REQUIREMENTS → Look below for the line with "Where can the door sill". Extract that line and each one after it through the last, word for word.

ENTRIES SUPPLIED →
· · · ·

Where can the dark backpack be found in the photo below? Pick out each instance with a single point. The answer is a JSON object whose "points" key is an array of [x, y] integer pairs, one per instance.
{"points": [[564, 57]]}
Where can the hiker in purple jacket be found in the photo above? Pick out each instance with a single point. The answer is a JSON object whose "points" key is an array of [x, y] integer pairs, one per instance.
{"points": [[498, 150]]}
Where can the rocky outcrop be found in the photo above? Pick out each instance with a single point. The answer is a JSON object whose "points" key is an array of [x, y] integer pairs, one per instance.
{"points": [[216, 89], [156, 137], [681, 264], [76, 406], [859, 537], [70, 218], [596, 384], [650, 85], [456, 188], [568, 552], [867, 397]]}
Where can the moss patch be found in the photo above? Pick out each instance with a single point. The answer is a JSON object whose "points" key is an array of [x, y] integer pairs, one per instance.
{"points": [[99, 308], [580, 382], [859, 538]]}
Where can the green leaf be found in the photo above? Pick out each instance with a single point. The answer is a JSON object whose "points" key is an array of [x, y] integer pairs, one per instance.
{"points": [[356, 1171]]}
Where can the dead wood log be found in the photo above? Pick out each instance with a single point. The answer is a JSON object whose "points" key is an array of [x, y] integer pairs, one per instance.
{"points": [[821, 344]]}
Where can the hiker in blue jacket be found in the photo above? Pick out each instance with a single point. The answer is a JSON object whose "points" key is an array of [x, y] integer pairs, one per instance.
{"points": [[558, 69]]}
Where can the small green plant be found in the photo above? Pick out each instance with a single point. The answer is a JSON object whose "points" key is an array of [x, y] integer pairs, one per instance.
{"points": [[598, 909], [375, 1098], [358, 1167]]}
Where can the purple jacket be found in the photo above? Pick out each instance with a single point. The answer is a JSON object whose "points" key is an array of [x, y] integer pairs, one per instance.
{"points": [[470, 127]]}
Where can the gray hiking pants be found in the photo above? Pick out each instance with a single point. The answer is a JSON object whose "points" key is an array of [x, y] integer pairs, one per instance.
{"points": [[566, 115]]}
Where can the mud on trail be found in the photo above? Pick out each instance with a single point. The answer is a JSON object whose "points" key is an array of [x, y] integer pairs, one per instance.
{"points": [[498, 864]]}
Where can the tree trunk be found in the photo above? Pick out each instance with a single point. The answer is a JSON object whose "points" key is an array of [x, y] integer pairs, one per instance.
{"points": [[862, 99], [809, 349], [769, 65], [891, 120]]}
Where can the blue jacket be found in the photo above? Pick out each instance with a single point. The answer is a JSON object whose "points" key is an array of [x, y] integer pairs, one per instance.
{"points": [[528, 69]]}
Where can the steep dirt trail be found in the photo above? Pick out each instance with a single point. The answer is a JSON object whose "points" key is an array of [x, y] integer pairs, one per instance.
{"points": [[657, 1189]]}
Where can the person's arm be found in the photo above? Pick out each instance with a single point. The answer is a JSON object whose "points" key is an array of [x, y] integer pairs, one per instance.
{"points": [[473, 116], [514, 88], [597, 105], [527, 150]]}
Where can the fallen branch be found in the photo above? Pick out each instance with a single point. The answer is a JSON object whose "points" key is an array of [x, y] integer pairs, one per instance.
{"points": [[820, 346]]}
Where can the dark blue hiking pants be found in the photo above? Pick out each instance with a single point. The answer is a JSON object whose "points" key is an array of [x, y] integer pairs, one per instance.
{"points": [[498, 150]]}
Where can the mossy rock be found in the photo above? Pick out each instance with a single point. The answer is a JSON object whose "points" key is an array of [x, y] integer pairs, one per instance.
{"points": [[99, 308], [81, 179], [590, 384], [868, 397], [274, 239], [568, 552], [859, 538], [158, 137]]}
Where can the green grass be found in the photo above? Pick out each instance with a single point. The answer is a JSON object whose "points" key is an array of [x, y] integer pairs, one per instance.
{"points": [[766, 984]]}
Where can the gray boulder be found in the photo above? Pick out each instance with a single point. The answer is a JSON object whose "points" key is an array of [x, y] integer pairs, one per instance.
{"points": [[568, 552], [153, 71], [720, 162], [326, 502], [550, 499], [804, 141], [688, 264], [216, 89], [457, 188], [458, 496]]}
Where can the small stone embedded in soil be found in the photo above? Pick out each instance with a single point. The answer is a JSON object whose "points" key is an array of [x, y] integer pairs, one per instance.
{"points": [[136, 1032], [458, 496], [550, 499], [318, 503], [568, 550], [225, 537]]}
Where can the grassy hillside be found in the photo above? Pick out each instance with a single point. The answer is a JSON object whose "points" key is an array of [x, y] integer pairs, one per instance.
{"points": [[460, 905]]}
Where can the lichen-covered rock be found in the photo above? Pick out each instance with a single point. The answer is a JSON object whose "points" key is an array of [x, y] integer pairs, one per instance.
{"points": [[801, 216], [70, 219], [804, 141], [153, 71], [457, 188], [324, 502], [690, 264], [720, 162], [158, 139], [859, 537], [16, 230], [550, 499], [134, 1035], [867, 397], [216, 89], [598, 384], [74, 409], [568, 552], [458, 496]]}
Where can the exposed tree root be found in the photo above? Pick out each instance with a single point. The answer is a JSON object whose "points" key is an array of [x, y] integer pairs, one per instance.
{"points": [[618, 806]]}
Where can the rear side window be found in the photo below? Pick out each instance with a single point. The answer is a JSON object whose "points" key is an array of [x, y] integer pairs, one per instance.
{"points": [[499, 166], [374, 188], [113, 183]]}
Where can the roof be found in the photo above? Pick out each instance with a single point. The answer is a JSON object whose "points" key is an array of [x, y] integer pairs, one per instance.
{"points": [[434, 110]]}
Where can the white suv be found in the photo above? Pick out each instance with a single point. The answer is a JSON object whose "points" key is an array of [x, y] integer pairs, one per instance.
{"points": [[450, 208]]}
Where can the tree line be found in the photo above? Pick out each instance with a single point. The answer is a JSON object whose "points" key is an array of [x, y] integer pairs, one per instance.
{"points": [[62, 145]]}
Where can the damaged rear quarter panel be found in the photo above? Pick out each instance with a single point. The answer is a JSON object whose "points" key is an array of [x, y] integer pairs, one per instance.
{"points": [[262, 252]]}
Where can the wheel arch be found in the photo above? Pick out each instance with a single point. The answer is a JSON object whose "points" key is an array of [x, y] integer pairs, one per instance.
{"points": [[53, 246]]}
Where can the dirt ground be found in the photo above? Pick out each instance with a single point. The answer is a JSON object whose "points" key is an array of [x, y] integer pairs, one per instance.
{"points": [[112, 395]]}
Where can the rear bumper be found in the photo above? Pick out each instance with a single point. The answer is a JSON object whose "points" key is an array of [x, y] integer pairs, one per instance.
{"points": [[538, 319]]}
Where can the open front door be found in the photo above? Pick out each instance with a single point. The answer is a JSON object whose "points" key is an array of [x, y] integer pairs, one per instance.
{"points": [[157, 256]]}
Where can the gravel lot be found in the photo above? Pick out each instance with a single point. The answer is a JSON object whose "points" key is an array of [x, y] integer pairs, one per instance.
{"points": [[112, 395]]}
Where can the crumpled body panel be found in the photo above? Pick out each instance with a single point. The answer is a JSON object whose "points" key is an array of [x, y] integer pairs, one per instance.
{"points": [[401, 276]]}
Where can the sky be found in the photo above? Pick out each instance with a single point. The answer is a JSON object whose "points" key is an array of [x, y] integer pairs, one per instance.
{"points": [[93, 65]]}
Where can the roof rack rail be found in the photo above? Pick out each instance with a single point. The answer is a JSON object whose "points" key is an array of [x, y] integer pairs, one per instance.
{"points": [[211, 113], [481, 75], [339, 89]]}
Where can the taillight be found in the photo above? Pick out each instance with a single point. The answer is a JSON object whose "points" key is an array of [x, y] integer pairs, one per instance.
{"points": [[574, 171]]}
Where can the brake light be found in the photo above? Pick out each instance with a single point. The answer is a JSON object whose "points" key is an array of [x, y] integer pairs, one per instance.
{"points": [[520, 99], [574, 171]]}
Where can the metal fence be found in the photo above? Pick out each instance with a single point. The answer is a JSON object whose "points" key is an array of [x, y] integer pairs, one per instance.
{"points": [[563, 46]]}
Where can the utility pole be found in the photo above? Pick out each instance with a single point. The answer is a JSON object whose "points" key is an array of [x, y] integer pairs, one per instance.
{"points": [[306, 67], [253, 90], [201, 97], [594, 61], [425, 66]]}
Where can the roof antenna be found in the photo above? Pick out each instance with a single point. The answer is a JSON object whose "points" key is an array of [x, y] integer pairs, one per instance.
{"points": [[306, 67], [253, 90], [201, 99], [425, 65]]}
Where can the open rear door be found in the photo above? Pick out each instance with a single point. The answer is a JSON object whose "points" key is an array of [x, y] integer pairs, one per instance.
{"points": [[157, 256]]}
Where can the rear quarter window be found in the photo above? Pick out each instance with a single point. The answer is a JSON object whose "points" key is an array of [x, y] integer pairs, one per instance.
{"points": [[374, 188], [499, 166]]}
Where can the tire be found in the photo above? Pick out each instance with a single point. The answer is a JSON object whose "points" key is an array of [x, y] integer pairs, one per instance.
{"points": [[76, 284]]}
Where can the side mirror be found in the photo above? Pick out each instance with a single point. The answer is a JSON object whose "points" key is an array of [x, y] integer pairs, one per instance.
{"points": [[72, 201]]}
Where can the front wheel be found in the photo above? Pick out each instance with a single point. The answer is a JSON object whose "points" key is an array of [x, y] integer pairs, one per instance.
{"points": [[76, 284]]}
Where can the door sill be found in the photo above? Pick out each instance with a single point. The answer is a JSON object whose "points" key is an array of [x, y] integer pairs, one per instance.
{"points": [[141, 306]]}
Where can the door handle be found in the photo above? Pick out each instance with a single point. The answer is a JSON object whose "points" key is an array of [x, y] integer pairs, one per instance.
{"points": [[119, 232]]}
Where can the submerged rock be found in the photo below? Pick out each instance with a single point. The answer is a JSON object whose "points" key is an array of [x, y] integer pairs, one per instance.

· · · ·

THE OUTPUT →
Where can the door sill be found in the photo above? Pick out each instance with a single point. The answer is a JSON object whose "points" key is an array of [x, y] integer pairs, one per instance.
{"points": [[141, 306]]}
Where can the door handle be found in the photo above? Pick out each instance with a single point. The answer is a JSON object whose "points" key is an array of [x, y] integer pairs, one per instance.
{"points": [[119, 232]]}
Where can the submerged rock be found in the photo below? Pick out each instance with a single point. The answer is a JSON object whose "points" key is an array of [x, y] integer pairs, one per instance.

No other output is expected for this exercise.